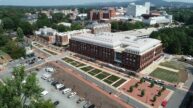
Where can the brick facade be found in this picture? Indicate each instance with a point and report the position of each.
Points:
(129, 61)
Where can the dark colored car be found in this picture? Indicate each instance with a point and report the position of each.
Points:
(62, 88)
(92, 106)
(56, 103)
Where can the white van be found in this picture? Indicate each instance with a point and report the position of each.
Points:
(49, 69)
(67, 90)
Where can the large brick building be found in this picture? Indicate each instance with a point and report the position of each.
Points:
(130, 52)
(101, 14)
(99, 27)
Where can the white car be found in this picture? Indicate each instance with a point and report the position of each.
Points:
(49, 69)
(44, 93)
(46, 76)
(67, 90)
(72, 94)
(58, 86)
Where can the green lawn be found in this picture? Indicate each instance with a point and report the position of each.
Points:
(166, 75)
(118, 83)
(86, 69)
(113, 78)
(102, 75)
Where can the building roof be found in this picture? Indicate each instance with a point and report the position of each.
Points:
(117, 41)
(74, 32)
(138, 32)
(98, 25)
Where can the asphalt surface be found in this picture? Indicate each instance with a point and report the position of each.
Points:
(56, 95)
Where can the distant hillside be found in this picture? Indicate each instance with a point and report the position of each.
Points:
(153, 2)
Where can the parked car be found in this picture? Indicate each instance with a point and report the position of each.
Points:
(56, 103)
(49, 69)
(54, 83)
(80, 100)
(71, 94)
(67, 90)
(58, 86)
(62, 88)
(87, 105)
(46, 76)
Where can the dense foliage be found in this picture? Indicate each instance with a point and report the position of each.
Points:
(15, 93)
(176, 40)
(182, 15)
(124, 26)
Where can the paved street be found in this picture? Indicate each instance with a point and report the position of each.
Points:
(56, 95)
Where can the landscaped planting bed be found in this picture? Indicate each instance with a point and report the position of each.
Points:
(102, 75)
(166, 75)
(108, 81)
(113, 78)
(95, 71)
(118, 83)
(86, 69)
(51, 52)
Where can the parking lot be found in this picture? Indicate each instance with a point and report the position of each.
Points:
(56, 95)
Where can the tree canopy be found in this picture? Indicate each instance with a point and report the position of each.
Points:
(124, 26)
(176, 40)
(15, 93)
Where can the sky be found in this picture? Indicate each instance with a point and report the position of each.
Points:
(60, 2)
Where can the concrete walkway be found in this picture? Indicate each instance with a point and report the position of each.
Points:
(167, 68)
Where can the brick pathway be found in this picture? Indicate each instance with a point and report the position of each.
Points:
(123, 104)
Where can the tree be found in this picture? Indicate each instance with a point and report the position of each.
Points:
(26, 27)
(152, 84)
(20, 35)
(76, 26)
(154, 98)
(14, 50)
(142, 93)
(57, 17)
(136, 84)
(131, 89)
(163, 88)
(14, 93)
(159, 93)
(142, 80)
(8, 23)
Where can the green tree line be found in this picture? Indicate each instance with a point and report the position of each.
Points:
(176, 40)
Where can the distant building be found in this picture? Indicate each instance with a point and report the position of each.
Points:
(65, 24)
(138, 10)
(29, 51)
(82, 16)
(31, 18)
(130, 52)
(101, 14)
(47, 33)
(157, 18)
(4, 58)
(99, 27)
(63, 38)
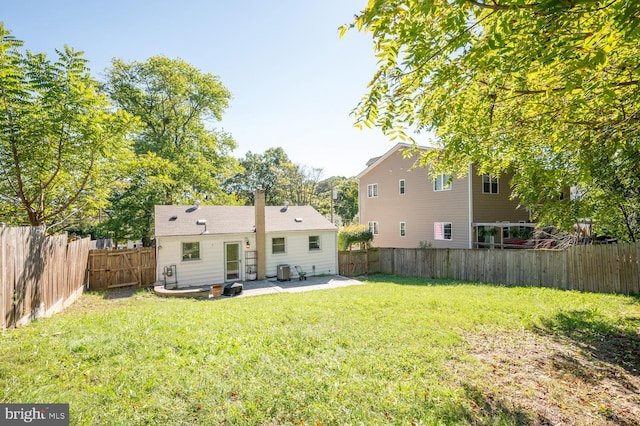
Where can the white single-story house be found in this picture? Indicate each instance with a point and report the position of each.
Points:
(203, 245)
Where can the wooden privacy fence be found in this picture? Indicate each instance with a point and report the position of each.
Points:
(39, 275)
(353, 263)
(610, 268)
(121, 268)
...
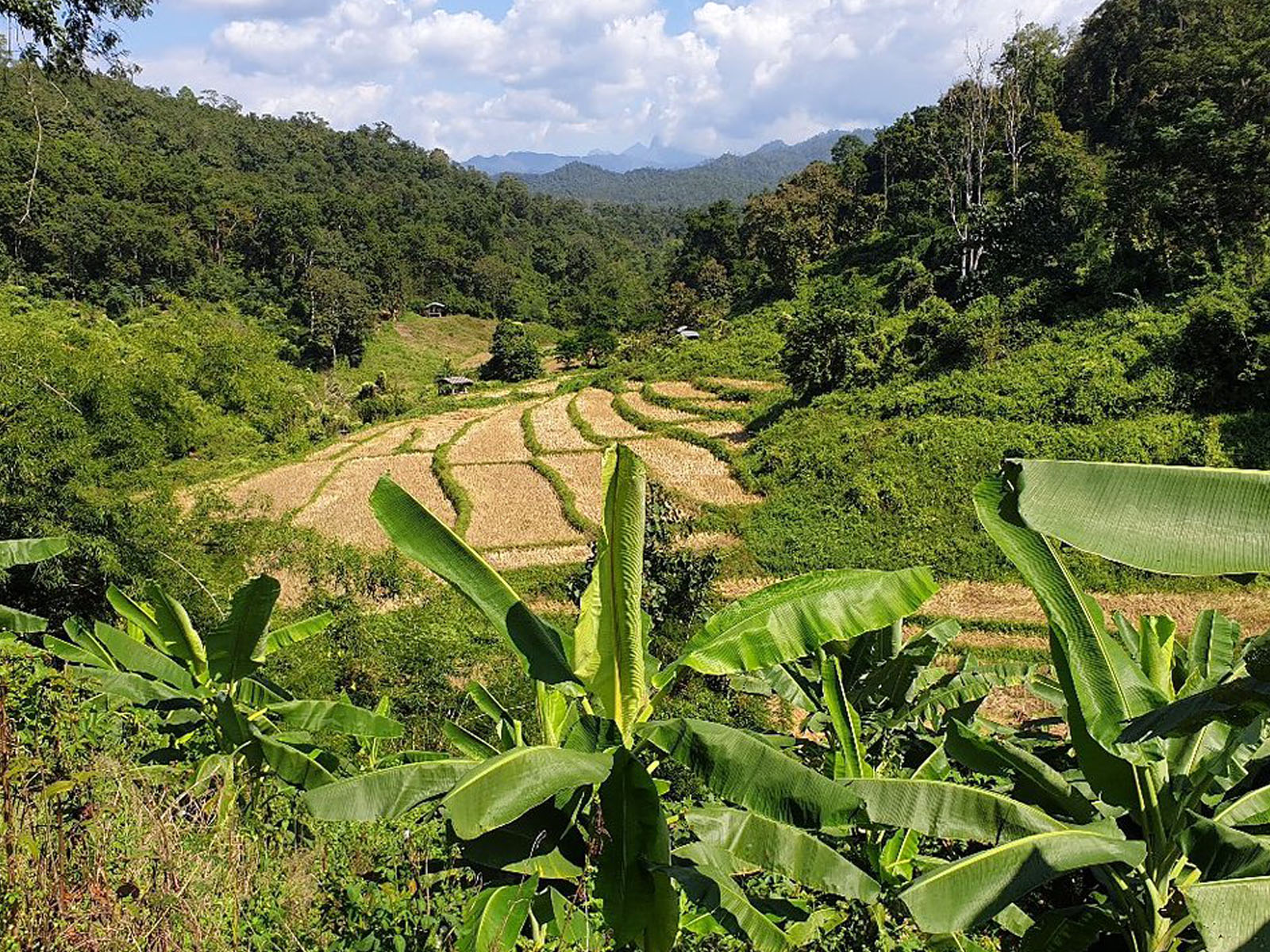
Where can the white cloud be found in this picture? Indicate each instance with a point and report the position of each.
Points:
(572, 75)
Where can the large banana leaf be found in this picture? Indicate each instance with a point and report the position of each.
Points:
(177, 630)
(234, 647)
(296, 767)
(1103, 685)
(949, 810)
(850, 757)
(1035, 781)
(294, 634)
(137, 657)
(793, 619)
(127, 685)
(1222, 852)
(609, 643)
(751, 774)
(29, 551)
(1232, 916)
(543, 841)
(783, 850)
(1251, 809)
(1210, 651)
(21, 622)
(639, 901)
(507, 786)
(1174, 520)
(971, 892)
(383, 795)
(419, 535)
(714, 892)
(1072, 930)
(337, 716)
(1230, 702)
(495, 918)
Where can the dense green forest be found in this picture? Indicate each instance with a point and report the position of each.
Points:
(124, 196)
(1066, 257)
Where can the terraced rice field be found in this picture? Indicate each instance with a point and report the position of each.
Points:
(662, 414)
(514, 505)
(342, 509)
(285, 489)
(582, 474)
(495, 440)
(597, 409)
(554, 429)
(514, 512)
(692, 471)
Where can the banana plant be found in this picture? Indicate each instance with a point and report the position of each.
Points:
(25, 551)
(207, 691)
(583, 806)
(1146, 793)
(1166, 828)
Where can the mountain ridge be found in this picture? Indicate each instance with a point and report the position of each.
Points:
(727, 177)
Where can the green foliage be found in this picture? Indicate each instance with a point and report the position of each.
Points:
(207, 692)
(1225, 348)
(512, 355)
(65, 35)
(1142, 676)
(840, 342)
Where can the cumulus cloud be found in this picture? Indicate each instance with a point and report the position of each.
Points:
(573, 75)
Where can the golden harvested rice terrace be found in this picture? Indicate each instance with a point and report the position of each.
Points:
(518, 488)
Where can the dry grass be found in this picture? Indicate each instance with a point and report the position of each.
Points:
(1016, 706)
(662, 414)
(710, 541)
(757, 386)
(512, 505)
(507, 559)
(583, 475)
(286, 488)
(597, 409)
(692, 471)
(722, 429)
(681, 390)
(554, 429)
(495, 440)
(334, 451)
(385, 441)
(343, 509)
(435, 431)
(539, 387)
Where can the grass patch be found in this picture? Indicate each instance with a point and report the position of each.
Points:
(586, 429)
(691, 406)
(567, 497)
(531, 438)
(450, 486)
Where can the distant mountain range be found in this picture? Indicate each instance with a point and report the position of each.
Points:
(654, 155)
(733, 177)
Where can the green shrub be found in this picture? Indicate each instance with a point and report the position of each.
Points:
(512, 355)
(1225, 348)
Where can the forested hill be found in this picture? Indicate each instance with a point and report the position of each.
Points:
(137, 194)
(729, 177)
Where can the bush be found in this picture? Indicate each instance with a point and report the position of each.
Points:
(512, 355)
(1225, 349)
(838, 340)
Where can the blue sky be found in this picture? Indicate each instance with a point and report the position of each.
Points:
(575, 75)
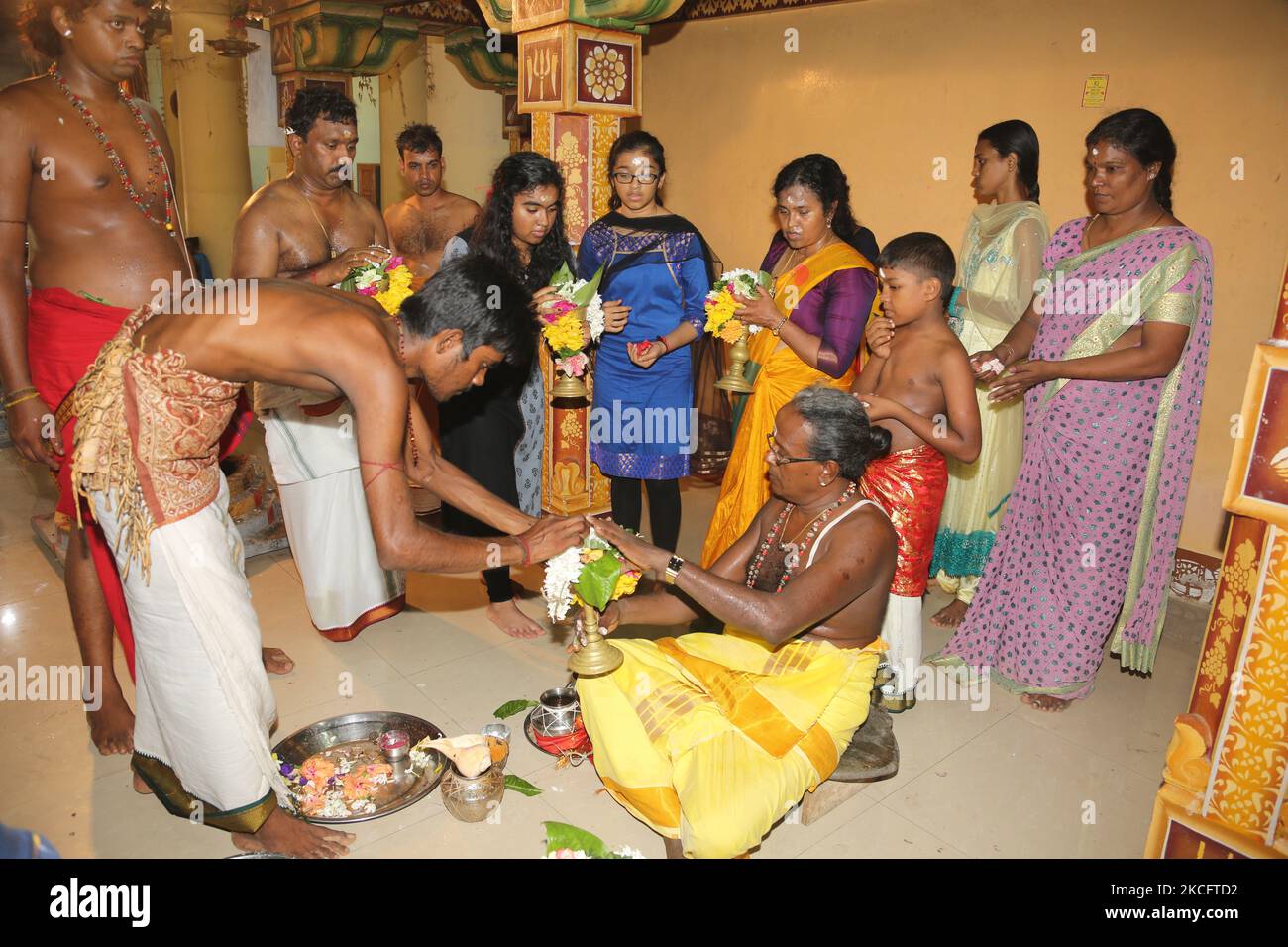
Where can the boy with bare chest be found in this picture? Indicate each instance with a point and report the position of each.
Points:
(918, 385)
---
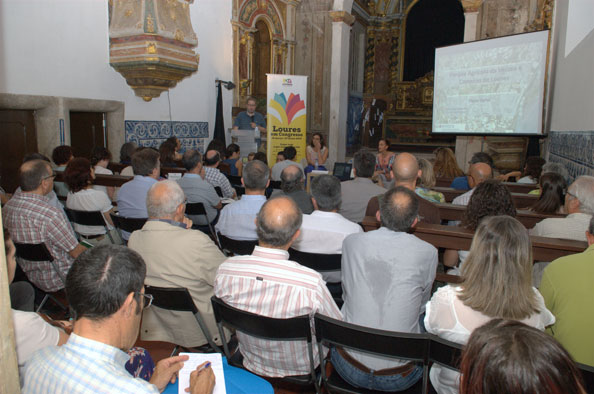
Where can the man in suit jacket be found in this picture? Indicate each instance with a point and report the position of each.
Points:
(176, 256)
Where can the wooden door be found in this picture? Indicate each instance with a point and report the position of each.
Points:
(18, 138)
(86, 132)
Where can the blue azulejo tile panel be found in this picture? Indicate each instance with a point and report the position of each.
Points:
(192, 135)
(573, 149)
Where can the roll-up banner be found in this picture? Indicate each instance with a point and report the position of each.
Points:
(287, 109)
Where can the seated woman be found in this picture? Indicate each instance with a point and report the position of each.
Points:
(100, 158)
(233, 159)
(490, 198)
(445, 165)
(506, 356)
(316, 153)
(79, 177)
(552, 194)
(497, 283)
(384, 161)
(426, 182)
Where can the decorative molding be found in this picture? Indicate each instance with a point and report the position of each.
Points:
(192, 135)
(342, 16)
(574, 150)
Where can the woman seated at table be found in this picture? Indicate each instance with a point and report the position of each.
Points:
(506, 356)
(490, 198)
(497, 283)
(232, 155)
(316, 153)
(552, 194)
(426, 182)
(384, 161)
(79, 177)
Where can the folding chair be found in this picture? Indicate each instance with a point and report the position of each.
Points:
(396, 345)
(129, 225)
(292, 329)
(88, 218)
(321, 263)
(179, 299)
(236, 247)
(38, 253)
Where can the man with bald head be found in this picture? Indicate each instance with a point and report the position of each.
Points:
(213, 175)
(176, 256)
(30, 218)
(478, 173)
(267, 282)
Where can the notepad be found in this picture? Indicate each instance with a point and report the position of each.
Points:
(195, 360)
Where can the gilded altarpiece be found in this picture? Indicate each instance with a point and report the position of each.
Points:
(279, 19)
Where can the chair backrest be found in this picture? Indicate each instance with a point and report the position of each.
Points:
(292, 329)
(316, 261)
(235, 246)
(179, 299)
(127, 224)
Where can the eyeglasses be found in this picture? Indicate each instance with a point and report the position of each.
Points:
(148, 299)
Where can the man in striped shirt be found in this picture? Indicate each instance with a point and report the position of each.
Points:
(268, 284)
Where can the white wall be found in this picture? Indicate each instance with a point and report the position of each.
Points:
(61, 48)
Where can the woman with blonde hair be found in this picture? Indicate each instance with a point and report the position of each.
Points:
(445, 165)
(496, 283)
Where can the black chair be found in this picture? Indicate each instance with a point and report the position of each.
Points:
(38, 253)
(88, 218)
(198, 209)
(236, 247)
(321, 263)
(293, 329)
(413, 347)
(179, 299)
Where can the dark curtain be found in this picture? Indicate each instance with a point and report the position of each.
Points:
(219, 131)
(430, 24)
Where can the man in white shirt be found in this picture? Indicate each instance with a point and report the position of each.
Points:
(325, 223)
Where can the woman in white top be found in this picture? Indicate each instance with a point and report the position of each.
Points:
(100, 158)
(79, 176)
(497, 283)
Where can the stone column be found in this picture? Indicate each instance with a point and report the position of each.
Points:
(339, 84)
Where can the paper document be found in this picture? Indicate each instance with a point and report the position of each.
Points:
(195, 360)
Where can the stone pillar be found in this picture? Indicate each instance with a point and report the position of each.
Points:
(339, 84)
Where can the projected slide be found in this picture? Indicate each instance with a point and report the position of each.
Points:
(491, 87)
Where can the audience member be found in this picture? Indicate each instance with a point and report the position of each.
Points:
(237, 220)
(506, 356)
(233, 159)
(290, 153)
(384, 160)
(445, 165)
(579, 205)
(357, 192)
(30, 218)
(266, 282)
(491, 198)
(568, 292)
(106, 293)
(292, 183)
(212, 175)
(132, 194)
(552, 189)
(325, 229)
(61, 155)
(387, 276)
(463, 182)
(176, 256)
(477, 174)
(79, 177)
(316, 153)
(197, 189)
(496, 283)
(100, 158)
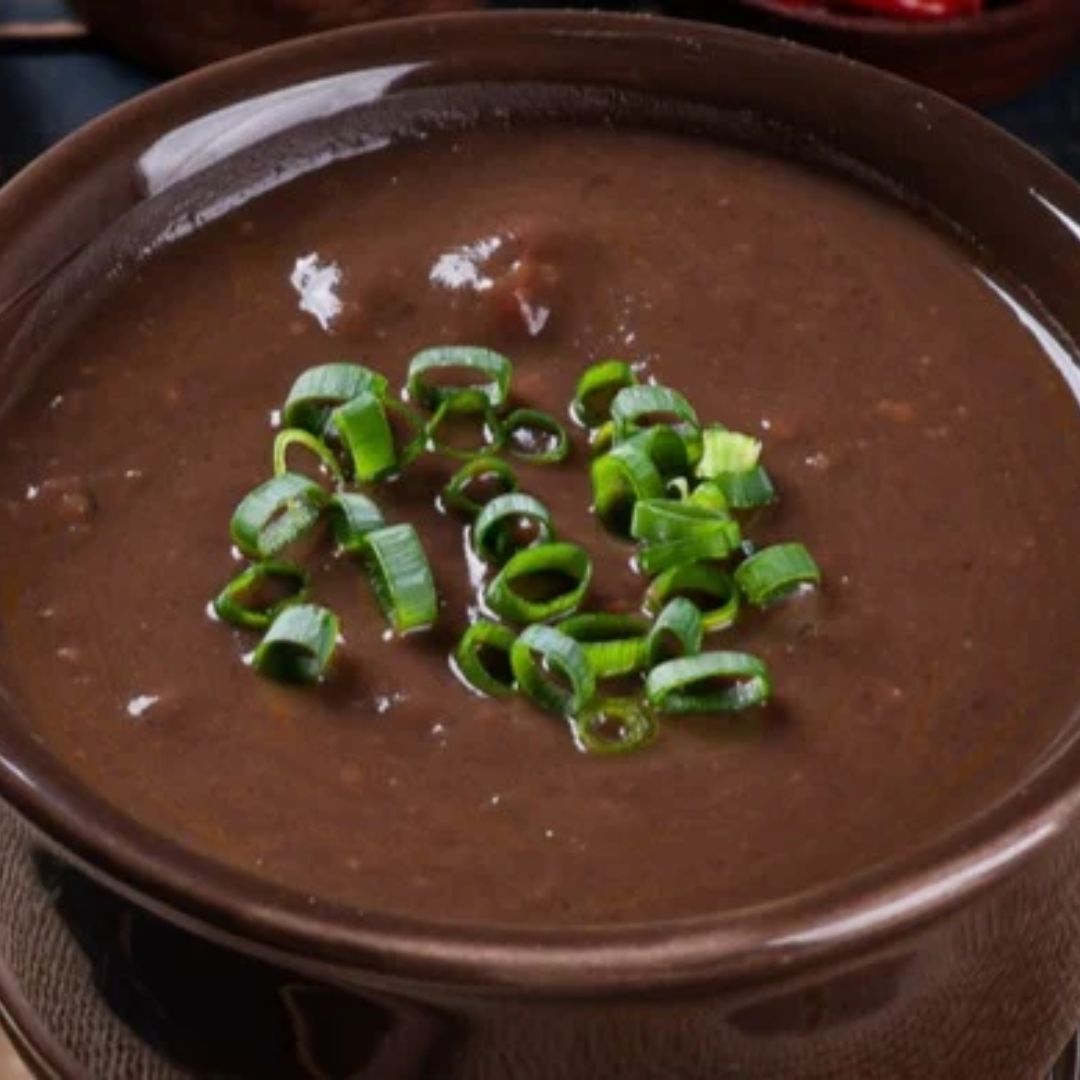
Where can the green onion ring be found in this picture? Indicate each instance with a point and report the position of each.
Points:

**WORK TO COMPLETE:** Within the material above, output exactly the lines from the one with "Where can the dense green" through the one with "Where can the terraced", end lines included, and nothing besides.

**WRITTEN ANSWER:**
Where can the dense green forest be found in this picture? Indicate each instance with a point and report the position of each.
Points:
(124, 196)
(1066, 257)
Where can the terraced rice field be found in this picture? Indicate each instance with a point and report the position of each.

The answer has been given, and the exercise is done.